▶ [DESCRIPTION OF THE TASK]: Select every line in the rows below that contains the word "pita", with case counting.

▶ [GIVEN INFORMATION]:
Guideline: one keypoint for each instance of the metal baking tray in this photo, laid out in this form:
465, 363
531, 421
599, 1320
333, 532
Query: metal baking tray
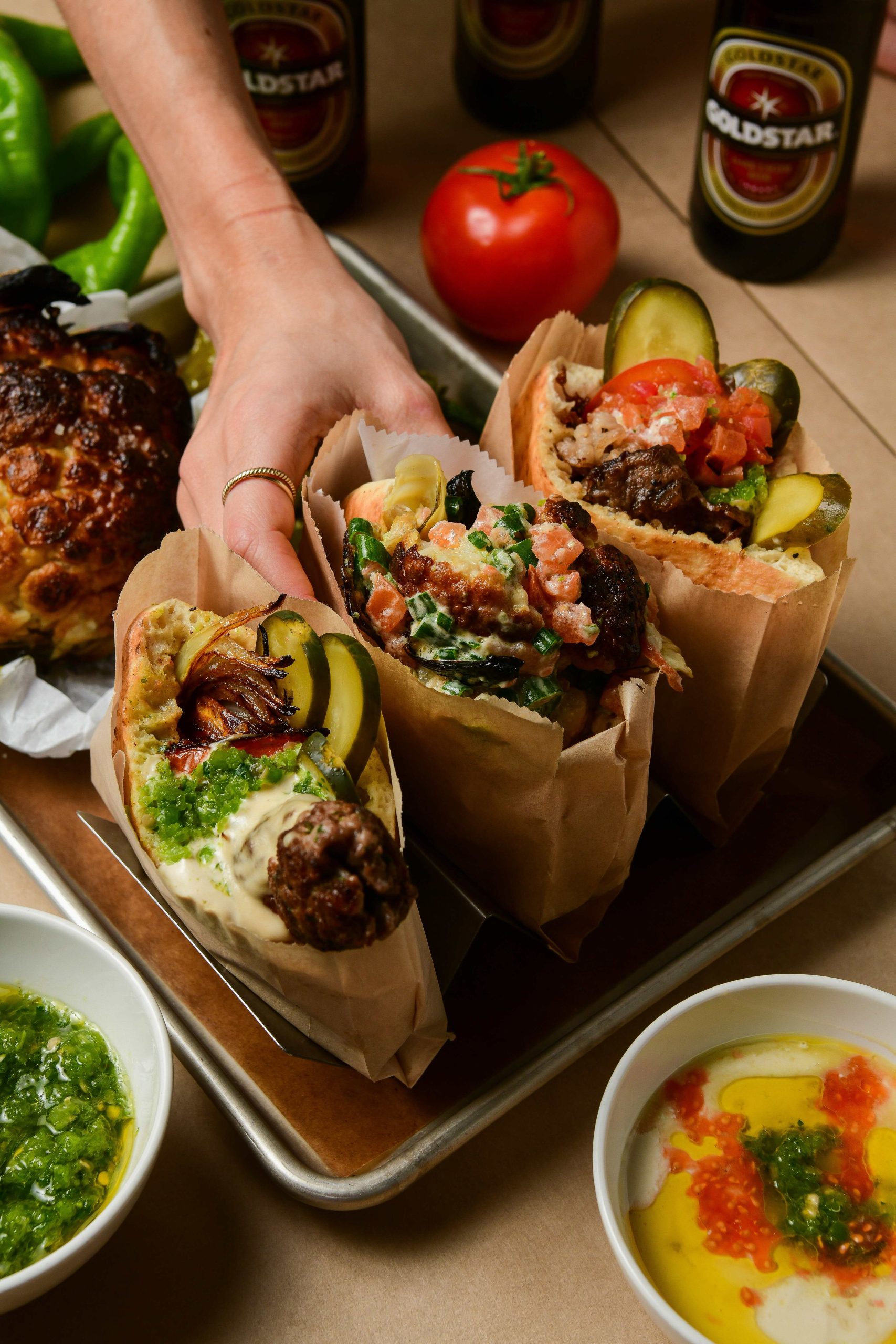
832, 803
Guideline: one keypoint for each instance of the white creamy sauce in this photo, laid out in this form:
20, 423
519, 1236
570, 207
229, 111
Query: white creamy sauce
233, 882
812, 1308
648, 1168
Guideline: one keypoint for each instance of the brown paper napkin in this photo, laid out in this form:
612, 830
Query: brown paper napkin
378, 1009
549, 834
719, 741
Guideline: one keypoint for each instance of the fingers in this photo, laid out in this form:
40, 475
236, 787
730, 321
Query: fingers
258, 524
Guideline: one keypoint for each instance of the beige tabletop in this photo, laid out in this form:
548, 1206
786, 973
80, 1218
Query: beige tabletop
503, 1242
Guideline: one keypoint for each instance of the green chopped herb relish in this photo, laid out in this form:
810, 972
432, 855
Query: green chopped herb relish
749, 495
813, 1209
182, 808
64, 1120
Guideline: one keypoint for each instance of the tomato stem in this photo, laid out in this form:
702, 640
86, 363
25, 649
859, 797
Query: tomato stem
531, 170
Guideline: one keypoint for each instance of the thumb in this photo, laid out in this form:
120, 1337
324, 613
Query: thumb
258, 524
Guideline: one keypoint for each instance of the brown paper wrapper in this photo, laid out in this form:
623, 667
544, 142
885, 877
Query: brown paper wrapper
376, 1009
719, 741
549, 834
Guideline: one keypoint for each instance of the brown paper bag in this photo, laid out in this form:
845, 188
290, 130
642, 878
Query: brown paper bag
549, 834
719, 741
378, 1009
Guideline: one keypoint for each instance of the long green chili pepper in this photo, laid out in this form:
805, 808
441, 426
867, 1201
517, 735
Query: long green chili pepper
26, 200
119, 260
82, 151
51, 53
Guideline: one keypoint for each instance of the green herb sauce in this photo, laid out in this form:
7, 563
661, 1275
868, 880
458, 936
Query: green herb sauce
749, 495
812, 1209
64, 1120
181, 808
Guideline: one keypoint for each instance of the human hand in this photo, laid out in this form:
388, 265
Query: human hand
299, 344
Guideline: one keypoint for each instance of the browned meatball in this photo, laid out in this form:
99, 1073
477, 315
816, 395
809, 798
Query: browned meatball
610, 588
339, 879
92, 429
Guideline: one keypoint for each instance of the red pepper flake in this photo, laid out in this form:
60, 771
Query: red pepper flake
849, 1096
727, 1186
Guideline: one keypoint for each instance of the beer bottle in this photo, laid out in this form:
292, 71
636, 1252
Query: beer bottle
304, 65
525, 65
782, 112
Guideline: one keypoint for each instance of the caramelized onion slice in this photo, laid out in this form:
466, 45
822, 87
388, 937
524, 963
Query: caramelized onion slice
199, 642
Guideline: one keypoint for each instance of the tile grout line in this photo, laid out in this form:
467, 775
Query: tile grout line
617, 144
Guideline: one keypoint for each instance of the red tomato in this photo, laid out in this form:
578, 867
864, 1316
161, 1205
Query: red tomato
530, 233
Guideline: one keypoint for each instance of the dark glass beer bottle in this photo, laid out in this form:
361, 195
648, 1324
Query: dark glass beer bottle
782, 112
304, 65
525, 65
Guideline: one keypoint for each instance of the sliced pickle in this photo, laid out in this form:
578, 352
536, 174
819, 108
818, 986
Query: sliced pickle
657, 319
319, 757
418, 490
352, 717
778, 387
198, 366
287, 634
801, 510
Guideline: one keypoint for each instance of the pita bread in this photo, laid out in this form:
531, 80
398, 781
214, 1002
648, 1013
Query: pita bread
148, 711
719, 565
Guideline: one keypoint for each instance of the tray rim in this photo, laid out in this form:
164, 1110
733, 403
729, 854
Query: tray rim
450, 1131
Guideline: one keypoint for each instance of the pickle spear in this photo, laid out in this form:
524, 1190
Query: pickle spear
657, 319
319, 757
801, 510
352, 717
287, 634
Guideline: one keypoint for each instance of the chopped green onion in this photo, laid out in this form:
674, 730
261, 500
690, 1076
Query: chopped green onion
515, 522
524, 551
541, 694
421, 605
547, 642
503, 561
370, 551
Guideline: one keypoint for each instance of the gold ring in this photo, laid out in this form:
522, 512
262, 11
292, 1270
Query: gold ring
267, 474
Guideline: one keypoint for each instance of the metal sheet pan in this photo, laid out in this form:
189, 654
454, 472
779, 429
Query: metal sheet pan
467, 374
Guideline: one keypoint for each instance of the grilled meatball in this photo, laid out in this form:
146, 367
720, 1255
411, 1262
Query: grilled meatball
92, 429
339, 879
652, 484
610, 586
477, 603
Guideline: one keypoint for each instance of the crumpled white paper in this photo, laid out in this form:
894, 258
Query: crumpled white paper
54, 714
57, 714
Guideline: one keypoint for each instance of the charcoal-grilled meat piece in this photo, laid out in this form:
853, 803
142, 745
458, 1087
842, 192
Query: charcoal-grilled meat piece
92, 429
652, 484
339, 879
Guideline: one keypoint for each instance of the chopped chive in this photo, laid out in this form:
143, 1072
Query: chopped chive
547, 642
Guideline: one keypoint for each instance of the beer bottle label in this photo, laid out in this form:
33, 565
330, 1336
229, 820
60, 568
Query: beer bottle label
523, 39
774, 130
300, 69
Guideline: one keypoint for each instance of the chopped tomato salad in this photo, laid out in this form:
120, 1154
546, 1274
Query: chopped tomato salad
669, 401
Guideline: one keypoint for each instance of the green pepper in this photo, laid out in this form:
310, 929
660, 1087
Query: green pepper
119, 260
82, 151
26, 200
50, 51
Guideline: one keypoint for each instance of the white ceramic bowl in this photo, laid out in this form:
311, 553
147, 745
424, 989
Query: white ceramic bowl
58, 960
763, 1006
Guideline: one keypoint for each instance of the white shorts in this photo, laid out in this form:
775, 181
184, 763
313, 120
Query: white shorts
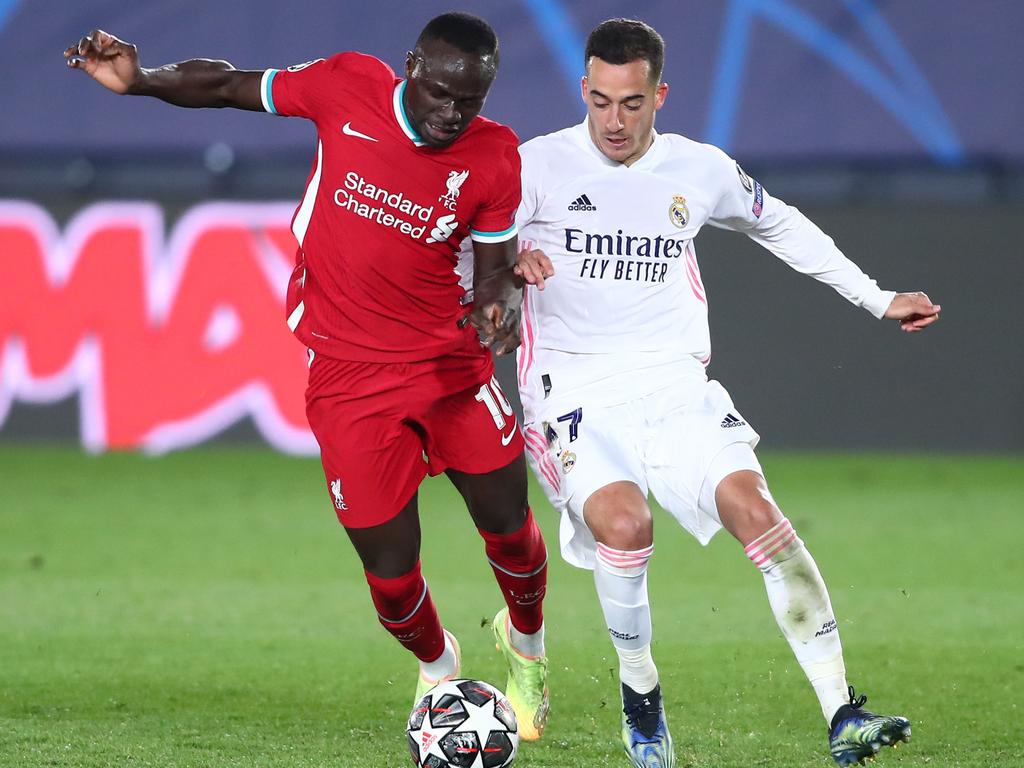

▶ [REPLY]:
Guideline: one keypoint for each instance of the pita bread in this photo, laid out in this form:
Query: pita bread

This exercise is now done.